EXERCISE AIM:
When you reach the line containing "--target concrete porch slab" in the entries below, start writing out each line exactly, and stop after the line containing "--target ivy-covered tree".

MATERIAL PROVIDED:
**********
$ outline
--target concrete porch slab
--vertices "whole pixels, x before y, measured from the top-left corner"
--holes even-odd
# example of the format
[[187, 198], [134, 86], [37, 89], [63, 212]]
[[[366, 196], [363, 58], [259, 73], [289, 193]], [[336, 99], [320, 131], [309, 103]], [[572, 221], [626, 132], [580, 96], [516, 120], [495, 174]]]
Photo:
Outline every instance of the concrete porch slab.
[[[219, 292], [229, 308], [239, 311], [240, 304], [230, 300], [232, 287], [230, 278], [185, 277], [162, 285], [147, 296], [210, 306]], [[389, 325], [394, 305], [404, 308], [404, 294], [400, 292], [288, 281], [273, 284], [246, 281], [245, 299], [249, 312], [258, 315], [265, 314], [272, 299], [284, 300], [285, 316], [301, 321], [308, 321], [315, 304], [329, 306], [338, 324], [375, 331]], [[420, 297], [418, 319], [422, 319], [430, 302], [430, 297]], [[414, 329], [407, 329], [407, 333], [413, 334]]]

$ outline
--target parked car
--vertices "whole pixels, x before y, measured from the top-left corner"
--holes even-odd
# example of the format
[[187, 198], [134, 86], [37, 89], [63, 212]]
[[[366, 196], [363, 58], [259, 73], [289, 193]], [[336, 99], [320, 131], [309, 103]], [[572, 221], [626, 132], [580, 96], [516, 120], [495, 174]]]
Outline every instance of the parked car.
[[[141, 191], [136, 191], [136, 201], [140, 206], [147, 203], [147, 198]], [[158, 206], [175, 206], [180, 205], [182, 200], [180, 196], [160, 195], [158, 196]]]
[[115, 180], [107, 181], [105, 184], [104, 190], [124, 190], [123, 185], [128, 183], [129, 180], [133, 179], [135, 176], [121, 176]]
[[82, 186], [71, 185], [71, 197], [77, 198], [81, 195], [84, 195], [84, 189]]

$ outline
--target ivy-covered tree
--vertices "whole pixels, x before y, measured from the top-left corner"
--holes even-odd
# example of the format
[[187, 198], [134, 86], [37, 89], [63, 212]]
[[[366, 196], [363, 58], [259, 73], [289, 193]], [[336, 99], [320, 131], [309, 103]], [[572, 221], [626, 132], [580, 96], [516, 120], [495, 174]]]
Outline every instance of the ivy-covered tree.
**********
ANSWER TO THE PROBLEM:
--target concrete porch slab
--vertices "whole pixels, x before y, measured from the top-left corner"
--holes even-odd
# example of the format
[[187, 198], [134, 86], [37, 89], [63, 212]]
[[[366, 196], [363, 58], [259, 73], [289, 193]], [[336, 99], [320, 131], [309, 103]], [[572, 221], [626, 132], [580, 96], [516, 120], [495, 174]]]
Photo:
Outline every instance of the concrete porch slab.
[[[219, 292], [229, 308], [239, 311], [240, 304], [230, 300], [232, 287], [230, 278], [185, 277], [162, 285], [147, 296], [210, 306]], [[389, 325], [394, 305], [404, 308], [404, 294], [400, 292], [288, 281], [273, 284], [246, 281], [245, 299], [249, 312], [258, 315], [265, 314], [272, 299], [284, 300], [285, 316], [301, 321], [308, 321], [315, 304], [329, 306], [338, 324], [375, 331]], [[420, 297], [418, 319], [422, 319], [430, 302], [430, 297]], [[414, 329], [407, 329], [407, 333], [413, 334]]]

$ outline
--target parked car
--vertices "whole pixels, x before y, measured from the top-left corner"
--holes even-odd
# example of the format
[[187, 198], [134, 86], [37, 89], [63, 212]]
[[[366, 196], [363, 58], [259, 73], [289, 193]], [[336, 99], [320, 131], [309, 103]], [[572, 221], [626, 132], [580, 96], [516, 120], [495, 174]]]
Outline every instance of the parked car.
[[[141, 191], [136, 191], [136, 201], [140, 206], [147, 203], [147, 198]], [[158, 206], [175, 206], [180, 205], [182, 200], [180, 196], [160, 195], [158, 196]]]
[[115, 180], [107, 181], [105, 184], [104, 190], [124, 190], [123, 185], [128, 183], [129, 180], [133, 179], [135, 176], [121, 176]]
[[82, 186], [71, 185], [71, 197], [77, 198], [81, 195], [84, 195], [84, 189]]

$ outline
--target ivy-covered tree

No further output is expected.